Raw records:
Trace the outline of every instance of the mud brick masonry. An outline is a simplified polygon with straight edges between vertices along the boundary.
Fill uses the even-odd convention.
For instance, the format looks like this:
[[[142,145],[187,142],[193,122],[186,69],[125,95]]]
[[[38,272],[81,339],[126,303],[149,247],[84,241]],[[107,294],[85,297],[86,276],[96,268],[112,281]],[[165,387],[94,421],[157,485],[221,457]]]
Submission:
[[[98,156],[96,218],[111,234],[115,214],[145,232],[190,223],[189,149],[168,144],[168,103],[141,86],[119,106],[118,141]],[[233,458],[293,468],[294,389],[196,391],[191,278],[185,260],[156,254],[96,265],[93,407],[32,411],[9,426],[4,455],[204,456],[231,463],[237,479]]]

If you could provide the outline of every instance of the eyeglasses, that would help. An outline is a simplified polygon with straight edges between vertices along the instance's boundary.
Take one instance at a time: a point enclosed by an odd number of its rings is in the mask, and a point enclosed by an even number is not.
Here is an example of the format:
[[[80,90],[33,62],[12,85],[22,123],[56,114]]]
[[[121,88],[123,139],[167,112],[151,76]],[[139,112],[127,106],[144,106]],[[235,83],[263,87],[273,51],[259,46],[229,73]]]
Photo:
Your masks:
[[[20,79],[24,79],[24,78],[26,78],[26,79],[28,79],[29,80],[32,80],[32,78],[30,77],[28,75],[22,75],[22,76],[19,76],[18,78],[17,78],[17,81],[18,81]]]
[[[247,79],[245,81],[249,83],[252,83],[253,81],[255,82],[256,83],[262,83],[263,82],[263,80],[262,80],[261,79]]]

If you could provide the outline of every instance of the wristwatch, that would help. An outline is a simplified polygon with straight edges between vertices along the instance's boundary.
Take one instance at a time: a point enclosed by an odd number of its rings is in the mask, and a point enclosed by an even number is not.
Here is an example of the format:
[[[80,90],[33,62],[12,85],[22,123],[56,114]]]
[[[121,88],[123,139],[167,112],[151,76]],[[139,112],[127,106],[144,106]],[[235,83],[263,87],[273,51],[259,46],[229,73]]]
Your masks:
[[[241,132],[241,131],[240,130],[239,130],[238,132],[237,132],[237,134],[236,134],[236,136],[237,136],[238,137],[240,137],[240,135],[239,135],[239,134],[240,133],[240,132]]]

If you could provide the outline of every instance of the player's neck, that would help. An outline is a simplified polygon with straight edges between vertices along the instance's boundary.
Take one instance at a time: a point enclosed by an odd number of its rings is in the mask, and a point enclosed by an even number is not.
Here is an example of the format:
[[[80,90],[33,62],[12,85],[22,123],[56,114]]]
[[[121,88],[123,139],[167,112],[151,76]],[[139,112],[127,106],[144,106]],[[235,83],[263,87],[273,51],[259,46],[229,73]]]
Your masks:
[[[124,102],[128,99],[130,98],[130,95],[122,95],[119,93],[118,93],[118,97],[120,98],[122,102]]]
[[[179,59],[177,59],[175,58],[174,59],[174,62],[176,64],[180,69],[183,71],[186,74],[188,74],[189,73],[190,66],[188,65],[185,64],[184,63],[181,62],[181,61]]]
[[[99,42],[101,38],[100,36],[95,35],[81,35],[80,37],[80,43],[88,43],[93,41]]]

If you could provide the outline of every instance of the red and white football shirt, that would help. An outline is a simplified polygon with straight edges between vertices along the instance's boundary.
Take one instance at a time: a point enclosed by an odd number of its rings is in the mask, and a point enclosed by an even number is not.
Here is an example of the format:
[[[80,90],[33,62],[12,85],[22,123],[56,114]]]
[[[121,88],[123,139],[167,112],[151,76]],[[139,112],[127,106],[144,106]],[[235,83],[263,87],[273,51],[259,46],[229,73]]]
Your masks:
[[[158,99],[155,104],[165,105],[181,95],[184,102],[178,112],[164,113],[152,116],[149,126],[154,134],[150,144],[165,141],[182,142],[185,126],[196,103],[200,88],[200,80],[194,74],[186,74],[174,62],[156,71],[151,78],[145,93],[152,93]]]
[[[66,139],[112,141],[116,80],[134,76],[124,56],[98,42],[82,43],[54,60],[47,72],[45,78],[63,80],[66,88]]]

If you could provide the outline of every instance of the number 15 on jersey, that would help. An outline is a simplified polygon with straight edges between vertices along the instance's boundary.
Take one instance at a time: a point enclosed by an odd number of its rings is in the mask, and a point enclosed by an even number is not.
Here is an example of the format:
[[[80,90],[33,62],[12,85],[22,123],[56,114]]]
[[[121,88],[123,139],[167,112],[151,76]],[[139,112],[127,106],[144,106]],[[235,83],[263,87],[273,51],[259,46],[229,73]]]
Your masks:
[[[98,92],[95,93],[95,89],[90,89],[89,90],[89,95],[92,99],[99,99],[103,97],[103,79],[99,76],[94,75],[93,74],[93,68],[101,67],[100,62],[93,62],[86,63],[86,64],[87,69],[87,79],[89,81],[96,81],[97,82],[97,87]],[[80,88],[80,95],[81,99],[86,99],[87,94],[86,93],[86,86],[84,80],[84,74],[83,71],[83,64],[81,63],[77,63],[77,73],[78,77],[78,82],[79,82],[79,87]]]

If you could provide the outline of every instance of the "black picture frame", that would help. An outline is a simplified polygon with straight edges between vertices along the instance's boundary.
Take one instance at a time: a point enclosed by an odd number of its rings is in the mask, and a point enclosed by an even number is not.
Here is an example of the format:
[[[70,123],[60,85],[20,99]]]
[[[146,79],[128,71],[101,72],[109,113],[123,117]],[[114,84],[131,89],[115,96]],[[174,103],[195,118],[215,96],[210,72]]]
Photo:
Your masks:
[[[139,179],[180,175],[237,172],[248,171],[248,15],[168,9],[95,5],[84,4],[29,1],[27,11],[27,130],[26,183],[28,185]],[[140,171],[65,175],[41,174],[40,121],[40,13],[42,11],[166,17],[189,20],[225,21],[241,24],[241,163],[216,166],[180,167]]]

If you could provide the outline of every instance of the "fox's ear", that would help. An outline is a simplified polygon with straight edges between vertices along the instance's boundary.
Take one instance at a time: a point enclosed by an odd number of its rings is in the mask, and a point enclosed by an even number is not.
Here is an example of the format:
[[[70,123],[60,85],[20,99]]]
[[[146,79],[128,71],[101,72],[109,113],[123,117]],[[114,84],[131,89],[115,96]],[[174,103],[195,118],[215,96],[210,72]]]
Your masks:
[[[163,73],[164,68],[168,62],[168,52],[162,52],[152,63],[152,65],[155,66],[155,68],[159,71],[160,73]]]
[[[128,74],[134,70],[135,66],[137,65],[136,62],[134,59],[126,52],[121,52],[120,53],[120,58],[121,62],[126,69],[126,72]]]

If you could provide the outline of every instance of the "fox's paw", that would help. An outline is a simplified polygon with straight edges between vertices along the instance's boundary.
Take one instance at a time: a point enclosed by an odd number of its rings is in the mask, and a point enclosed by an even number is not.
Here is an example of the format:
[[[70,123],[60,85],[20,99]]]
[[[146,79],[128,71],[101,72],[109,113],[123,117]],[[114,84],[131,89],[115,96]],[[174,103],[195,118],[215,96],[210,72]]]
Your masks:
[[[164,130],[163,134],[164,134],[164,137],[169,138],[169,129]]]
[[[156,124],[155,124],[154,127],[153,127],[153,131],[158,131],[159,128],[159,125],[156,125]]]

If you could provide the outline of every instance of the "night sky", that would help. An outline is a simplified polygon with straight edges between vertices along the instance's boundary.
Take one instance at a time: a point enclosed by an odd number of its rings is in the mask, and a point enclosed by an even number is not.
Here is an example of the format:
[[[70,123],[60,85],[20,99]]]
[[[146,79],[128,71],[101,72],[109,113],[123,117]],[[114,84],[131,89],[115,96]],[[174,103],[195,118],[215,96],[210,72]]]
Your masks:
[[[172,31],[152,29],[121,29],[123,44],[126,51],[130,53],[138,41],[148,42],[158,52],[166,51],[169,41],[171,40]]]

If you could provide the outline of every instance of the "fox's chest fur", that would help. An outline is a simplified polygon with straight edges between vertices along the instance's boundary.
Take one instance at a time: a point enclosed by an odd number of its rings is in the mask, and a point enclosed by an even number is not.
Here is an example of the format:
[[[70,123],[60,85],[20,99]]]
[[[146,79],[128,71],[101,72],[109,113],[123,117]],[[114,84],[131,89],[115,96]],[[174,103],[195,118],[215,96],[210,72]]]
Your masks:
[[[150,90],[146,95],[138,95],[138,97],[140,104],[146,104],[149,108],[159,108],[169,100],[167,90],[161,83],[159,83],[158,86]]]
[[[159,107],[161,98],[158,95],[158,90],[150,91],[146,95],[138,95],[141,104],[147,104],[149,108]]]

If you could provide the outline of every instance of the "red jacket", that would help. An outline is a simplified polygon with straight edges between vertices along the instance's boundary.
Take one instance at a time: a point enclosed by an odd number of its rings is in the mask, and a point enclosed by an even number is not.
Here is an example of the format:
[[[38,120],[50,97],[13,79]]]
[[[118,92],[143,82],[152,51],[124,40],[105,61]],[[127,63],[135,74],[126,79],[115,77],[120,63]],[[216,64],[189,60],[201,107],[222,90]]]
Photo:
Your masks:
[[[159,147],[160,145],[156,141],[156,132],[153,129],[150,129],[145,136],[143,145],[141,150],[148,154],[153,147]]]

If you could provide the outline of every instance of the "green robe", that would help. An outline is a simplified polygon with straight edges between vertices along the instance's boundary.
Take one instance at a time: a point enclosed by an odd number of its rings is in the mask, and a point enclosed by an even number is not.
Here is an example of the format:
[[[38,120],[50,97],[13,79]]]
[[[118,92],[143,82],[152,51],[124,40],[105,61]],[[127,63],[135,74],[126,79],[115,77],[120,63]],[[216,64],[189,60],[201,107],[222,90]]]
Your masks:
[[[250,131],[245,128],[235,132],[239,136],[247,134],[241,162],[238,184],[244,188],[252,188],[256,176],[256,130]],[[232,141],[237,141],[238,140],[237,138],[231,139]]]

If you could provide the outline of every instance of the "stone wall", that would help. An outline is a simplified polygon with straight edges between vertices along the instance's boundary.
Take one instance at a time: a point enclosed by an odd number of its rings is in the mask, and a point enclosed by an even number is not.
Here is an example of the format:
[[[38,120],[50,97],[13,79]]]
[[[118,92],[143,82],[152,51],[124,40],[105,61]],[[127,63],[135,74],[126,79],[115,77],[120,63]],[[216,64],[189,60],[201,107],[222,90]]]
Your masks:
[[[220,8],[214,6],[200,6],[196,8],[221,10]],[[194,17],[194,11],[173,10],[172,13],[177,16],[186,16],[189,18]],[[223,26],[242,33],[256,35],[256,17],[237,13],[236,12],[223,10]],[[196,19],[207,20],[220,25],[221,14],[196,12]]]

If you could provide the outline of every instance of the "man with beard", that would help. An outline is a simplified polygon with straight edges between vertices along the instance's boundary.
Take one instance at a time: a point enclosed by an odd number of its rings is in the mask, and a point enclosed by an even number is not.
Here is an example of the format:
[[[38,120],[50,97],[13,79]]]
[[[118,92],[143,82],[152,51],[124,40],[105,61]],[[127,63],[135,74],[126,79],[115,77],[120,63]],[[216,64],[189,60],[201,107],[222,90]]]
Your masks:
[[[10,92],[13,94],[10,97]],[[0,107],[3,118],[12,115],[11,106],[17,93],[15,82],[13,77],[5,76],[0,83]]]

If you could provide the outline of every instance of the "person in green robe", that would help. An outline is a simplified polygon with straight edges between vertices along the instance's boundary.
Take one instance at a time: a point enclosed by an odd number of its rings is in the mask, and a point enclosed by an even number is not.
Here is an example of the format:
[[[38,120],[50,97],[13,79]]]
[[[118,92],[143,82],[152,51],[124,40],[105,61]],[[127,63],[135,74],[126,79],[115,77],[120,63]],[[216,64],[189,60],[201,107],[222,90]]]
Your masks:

WHAT IS BEING ASKED:
Number the rows as a list, starting at the first row and stopping after the one that has "For instance, the". Skip any blank lines.

ANSWER:
1. Trace the outline of every instance of the mud brick masonry. An outline is a simplified polygon with straight edges between vertices along the boundary.
2. Fill uses the even-odd convention.
3. For instance, the format looks like this:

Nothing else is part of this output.